- ИЗВЛЕЧЁННЫЙ ТЕКСТ:
========

Николай Игнатьев - Походные письма 1877 года
Горяинова послали предупредить принца Карла, квартирующего вместе с нами в Порадиме. Оказалось, что он и не подозревал движений Османа, а между тем он мнимый начальник всех сил, действующих против Плевны. Я в это время читал военному министру работу мою (esquisses des conditions de paix)**, которую должен был в это же утро доложить государю{62}. Разумеется, всякое занятие было отложено в сторону, и вообще внимание устремилось на Плевну. Мы поскакали на Тученицкий редут в колясках. Выехав на возвышенное плато, господствующее над Плевно, почувствовали мы сырой холод. Было градуса полтора или два мороза, и снежок лежал на полях там, где почва подмерзла. В лощинах, где было теплее, стояли лужи и глубокая грязь. Туман застилал окрестности, напоминая злосчастный день 30 августа. Слышна была ожесточенная пальба к стороне Вида. Подъезжая к редуту и завидев Плевну, мы удостоверились, что в ту сторону лучи солнечные пронизывали несколько туман, освещая местность. Плевна и все позиции видны, как на ладони, с редута.
Христо с лошадьми был послан за час на редут, но по недоразумению остался на полдороге, проморозив Адада даром. У редута государь сел верхом и отправился на полверсты вперед. Мне было очень неловко как дежурному оставаться пешком, и, наконец, берейтору приказано было дать мне запасную, старую и совершенно безногую гнедую лошадь. Я держал ее в 4 повода, и сам берейтор предупредил меня, что она валится на каждом шагу. Хорош бы я был на таком коне под выстрелами. Мы отправились на осадную батарею, фланкировавшую позицию Скобелева на Зеленой горе. Оказалось, что впереди к р. Виду пальба вдруг затихла (в первом часу) и что 4-й и 9-й корпуса потянулись к Плевне. Скобелев занял с своею дивизиею брошенные турками позиции до гребня над Плевною. Были видны издали массы турок в лощине к р.Вид. Все в Плевне казалось тихим. Главнокомандующий проехал за несколько минут перед нами со свитою и конвоем к Плевне. Ясно было - что-то"происходило необыкновенное.

========

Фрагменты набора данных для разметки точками
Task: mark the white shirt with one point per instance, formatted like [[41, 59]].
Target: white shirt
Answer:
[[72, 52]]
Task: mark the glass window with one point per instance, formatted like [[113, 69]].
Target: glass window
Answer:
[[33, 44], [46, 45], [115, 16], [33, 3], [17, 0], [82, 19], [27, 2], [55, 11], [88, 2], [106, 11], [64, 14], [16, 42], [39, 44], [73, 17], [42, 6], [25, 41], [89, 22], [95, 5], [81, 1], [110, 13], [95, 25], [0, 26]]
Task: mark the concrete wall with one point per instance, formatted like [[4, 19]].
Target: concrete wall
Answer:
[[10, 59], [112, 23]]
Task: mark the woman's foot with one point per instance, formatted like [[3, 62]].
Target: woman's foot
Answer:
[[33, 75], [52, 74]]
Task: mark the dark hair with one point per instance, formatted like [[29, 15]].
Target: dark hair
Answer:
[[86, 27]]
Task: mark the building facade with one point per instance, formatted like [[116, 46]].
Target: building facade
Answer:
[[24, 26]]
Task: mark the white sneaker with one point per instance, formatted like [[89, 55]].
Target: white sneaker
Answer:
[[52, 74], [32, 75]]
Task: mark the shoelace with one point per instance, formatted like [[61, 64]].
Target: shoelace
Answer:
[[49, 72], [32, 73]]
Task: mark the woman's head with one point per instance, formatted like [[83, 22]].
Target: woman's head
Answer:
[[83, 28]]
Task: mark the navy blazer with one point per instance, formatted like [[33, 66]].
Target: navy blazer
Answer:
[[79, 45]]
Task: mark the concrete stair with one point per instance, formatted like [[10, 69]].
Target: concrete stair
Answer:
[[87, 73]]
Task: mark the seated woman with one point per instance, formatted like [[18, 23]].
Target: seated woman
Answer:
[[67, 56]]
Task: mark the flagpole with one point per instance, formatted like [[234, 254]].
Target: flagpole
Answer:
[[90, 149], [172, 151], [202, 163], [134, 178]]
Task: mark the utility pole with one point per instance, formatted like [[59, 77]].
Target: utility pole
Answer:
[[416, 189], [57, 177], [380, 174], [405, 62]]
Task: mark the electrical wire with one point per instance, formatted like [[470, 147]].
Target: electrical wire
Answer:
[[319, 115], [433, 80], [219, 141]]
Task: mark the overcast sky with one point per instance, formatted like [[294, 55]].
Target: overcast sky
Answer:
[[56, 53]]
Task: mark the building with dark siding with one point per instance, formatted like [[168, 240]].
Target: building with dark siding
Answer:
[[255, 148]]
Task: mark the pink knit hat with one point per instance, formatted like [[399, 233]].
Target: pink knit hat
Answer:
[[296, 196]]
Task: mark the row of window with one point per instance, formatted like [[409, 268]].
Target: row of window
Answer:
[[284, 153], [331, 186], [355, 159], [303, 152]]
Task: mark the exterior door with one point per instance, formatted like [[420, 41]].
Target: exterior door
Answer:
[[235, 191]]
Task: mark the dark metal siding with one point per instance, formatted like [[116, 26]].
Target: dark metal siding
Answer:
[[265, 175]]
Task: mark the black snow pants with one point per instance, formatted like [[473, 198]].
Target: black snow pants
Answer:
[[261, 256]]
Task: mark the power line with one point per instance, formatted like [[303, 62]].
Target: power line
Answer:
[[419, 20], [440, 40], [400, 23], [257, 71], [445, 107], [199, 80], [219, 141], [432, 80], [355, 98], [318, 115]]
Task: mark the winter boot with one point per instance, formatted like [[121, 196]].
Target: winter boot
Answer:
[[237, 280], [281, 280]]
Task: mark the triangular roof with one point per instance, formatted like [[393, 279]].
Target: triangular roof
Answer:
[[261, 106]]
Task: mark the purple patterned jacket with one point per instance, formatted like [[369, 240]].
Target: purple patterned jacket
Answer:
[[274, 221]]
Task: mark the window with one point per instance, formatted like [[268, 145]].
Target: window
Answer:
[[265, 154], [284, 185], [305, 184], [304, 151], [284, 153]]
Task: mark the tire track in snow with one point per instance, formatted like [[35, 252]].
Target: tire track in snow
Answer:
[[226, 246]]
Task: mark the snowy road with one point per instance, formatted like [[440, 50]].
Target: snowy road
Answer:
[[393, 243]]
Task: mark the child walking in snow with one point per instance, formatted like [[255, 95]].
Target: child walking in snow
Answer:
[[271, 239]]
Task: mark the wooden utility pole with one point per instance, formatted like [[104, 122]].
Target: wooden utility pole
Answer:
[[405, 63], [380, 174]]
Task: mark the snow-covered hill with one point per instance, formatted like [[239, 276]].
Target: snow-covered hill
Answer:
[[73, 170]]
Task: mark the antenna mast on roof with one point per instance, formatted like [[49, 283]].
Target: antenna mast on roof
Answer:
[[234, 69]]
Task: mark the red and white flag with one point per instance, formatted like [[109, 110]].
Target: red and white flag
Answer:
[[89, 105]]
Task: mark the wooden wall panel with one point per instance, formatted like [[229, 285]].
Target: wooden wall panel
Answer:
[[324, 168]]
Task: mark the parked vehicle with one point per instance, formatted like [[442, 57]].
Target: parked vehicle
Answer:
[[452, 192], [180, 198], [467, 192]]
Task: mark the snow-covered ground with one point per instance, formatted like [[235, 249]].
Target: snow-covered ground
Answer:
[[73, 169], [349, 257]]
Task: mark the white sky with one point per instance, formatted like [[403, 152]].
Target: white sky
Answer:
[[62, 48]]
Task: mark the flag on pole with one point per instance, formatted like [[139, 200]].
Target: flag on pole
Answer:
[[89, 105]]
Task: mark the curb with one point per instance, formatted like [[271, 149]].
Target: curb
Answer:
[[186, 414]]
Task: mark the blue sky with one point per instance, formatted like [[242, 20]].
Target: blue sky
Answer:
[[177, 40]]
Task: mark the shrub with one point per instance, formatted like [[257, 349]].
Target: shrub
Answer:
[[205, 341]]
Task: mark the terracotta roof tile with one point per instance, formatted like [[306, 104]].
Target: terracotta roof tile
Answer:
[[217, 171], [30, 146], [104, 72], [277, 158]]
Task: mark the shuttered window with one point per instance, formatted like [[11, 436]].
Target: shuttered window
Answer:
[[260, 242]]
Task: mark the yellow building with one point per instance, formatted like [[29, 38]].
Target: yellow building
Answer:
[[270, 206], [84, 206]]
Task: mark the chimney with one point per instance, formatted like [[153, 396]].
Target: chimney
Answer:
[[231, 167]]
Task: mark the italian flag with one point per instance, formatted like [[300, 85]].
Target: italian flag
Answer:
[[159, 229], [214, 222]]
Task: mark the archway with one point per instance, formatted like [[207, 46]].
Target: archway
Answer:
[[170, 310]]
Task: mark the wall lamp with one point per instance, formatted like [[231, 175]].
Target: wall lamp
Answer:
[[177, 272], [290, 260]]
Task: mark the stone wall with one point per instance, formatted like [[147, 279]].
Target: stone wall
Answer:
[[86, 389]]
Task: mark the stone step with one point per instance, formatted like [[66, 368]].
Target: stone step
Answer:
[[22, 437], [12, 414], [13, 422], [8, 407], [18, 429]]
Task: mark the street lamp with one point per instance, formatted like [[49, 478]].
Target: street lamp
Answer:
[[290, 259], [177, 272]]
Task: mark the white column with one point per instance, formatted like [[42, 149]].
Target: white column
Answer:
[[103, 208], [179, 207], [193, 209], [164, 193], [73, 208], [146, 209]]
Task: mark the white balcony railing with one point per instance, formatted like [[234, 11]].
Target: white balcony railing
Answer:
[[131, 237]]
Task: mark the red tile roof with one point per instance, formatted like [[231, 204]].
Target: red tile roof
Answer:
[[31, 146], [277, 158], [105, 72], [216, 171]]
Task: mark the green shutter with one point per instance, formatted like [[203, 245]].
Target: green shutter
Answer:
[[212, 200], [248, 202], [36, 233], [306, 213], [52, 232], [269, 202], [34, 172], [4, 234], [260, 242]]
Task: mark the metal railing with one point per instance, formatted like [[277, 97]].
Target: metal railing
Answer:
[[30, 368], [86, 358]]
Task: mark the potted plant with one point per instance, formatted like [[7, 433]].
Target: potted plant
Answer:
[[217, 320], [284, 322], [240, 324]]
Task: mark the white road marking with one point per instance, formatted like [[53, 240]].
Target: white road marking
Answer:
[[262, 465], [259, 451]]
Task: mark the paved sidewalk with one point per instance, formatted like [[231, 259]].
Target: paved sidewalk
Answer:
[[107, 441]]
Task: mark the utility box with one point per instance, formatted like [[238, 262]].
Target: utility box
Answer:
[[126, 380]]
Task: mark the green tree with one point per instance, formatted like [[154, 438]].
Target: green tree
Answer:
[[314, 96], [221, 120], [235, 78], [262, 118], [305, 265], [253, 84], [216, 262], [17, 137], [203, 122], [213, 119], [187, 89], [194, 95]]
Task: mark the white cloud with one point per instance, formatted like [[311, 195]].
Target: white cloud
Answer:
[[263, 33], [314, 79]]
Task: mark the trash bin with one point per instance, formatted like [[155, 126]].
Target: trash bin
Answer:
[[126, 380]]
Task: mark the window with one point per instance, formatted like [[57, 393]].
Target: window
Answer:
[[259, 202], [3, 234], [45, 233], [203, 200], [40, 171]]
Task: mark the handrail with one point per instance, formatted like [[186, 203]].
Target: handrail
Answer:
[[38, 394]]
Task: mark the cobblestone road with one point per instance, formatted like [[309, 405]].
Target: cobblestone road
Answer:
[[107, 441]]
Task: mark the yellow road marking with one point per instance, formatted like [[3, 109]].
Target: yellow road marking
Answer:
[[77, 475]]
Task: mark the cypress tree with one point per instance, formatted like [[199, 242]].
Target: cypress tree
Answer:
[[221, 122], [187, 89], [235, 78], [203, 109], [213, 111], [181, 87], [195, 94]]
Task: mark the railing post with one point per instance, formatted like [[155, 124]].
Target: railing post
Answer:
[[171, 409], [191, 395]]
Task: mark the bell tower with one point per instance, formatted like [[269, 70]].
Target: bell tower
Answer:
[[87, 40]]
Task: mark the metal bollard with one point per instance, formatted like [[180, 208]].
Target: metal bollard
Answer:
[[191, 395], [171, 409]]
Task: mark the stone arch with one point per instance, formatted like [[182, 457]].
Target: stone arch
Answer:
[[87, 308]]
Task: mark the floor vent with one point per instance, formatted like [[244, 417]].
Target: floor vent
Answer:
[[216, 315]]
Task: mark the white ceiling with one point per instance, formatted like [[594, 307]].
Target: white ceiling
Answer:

========

- ЗАДАНИЕ 1: Перепишите слово в слово записи от самого их начала по строку с «[[52, 74], [32, 75]]» включительно.
- ЗАДАНИЕ 2: Напишите продолжение текста о Плевне, начиная сразу после его последнего предложения.
Текст и записи никак не связаны друг с другом.

- ОТВЕТ К ЗАДАНИЮ 1:
Task: mark the white shirt with one point per instance, formatted like [[41, 59]].
Target: white shirt
Answer:
[[72, 52]]
Task: mark the glass window with one point per instance, formatted like [[113, 69]].
Target: glass window
Answer:
[[33, 44], [46, 45], [115, 16], [33, 3], [17, 0], [82, 19], [27, 2], [55, 11], [88, 2], [106, 11], [64, 14], [16, 42], [39, 44], [73, 17], [42, 6], [25, 41], [89, 22], [95, 5], [81, 1], [110, 13], [95, 25], [0, 26]]
Task: mark the concrete wall with one point per instance, formatted like [[4, 19]].
Target: concrete wall
Answer:
[[10, 59], [112, 23]]
Task: mark the woman's foot with one point per instance, formatted like [[3, 62]].
Target: woman's foot
Answer:
[[33, 75], [52, 74]]
Task: mark the dark hair with one point per instance, formatted like [[29, 15]].
Target: dark hair
Answer:
[[86, 27]]
Task: mark the building facade with one point per instance, formatted like [[116, 46]].
Target: building facade
Answer:
[[24, 26]]
Task: mark the white sneaker with one point per instance, formatted like [[89, 55]].
Target: white sneaker
Answer:
[[52, 74], [32, 75]]

- ОТВЕТ К ЗАДАНИЮ 2:
Вдруг получается известие, что вылазка Османа за Вид отбита после отчаянной борьбы, начавшейся с 8 час., причем турки захватили было 6 наших орудий. Сибирский гренадерский полк потерял порядочно при этом и был выбит временно из своих траншей, но снова пошел в штыки, попятил турок, вернул свои орудия и взял у врагов 7 орудий и знамя. Ура! Значит Осман снова отброшен к Плевне. Ясно, что прекращение огня означает или приостановку действий перед новою попыткою, или же переговоры к сдаче.
Принц Карл, поскакавший к своим румынам, дает знать, что 2-й Гривицкий редут (штурм которого был отбит) оставлен турками, равно как и укрепленный лагерь их вправо. Румыны подвигаются вперед с осторожностью. Повсеместно наступление с нашей стороны концентрически на Плевну, без выстрела. Минута торжественная. Государь вернулся на редут, у всех лица радостные, но еще озабоченные. Подают холодный завтрак. Государь и мы все продрогли и жалеем, что Войков (походный гофмаршал) не позаботился доставить чаю. Бегут в соседний земляной бивак и достают самовар и 3 стакана у денщика офицера.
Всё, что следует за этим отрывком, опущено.